## Document
---*---
The point of the play is how love and hate are two things that cannot exist within the same space, and this is reiterated constantly. When Benvolio tries to explain to Tybalt that he’s trying to keep the peace between the families, Tybalt responds “what, drawn and talk of peace?” This line is perhaps one of the most profound lines and tells so much about the story. It reiterates that you cannot begin to “talk of peace” with a drawn sword. Weapons must be put away for peace and love to thrive.
The love between Romeo and Juliet is pure at heart, but is almost instantly tainted by the violence between their families. Even their first meeting takes place under the threat of Tybalt, who almost attacks Romeo for being there in the first place. As soon as Juliet learns the family Romeo comes from she is in anguish, already feeling the threat of violence in something that shouldn’t be threatened at all.
The violence, in the end, can be blamed entirely on the feuding families. Even Mercutio, who seems to be the one character directly in the middle of every conflict except the one that kills him, realizes in the end in the end that the ones to blame for all of the pain is both families for engaging in the feud, not who started the feud in the first place. “A plague o’ both your houses” is more than just a fun thing to shout when you’re mad at someone: it’s a fair and well thought out response to the injustices of which both families are guilty.
---*---
Items listed in a dataset
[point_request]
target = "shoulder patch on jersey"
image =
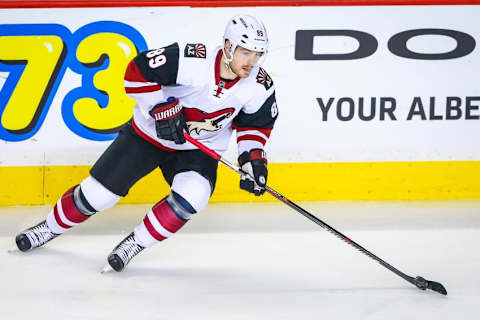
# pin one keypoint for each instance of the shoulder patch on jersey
(264, 78)
(195, 50)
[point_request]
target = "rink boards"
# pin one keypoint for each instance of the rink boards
(375, 102)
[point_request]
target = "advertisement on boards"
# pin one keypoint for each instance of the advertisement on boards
(353, 83)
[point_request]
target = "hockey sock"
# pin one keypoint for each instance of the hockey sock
(163, 220)
(71, 209)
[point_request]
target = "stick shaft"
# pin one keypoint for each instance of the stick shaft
(302, 211)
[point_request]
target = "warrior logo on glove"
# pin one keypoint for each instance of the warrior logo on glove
(169, 120)
(254, 164)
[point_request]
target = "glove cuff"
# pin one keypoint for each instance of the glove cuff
(166, 110)
(254, 154)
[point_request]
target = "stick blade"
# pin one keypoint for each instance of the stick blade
(437, 287)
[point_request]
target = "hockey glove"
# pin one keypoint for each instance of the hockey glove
---*---
## To be done
1 - Pick out each line of the rows above that contains the string "shoulder".
2 - Resume the essay on love and violence in Romeo and Juliet from its last sentence.

## Answers to the problems
1 -
target = "shoulder patch on jersey"
# pin one keypoint for each instance of the shoulder patch on jersey

2 -
I think if Shakespeare wanted to write a story about how teenage love is stupid, he would have. But he didn’t write about how teenage love is stupid. At least, not in Romeo and Juliet. He wrote about how fast young love appears and disappears and how young people can be very ill-equipped to make good decisions when under pressure, but he does not place the blame on Romeo or Juliet. There simply isn’t enough evidence in the text to support such an argument.
And even if you don’t really believe Romeo and Juliet loved each other, who is anyone to be the judge of that? Love isn’t like taking a test where you have to meet all of the requirements and do things the right way until you can finally deserve to label your feelings for somebody as “love.” Romantic love feels different for different people and the only way anybody knows they’re in love is when it feels like love. So whether you think it’s valid or not, Romeo and Juliet interpreted their feelings as love, and that makes it love because there is no disproving love (except in the case of abuse, in which case it’s fair to say the abuser does not love the abused, but this point is irrelevant as neither of the characters abuse one another in the text).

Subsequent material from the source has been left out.